+++ Provided records +++
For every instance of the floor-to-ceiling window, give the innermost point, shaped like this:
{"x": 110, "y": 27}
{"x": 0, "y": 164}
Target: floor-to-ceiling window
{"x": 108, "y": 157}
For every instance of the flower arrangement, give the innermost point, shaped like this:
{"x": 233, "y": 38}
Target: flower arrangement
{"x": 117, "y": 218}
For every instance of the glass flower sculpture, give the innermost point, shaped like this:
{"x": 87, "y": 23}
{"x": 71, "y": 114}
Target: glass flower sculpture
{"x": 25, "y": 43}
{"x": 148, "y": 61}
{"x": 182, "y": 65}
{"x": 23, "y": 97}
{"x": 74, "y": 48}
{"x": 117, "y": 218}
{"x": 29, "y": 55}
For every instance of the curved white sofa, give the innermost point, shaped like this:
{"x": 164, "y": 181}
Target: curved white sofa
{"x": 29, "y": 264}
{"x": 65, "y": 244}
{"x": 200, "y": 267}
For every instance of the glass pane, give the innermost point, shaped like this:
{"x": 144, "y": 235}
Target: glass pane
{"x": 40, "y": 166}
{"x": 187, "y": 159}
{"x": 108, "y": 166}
+++
Please rewrite the data above, substituting "central point" for every "innermost point" and leaving everything else unchanged.

For every instance of the floor-to-ceiling window, give the central point, shaped like this:
{"x": 110, "y": 27}
{"x": 0, "y": 164}
Target: floor-to-ceiling window
{"x": 108, "y": 157}
For every instance of the flower arrangement, give the central point, shaped like this:
{"x": 233, "y": 38}
Target: flower arrangement
{"x": 117, "y": 218}
For every instance of the glass flower sculpture, give the central point, shaped like this:
{"x": 87, "y": 23}
{"x": 71, "y": 114}
Target: glass flower sculpture
{"x": 25, "y": 43}
{"x": 148, "y": 61}
{"x": 182, "y": 65}
{"x": 23, "y": 97}
{"x": 74, "y": 48}
{"x": 117, "y": 218}
{"x": 29, "y": 55}
For every instance of the curved white sofa, give the central point, shaped like this:
{"x": 164, "y": 181}
Target: curved white sofa
{"x": 29, "y": 264}
{"x": 65, "y": 244}
{"x": 200, "y": 267}
For every instance of the glass pane, give the central point, shaped like this:
{"x": 144, "y": 235}
Target: glass pane
{"x": 40, "y": 166}
{"x": 187, "y": 159}
{"x": 108, "y": 166}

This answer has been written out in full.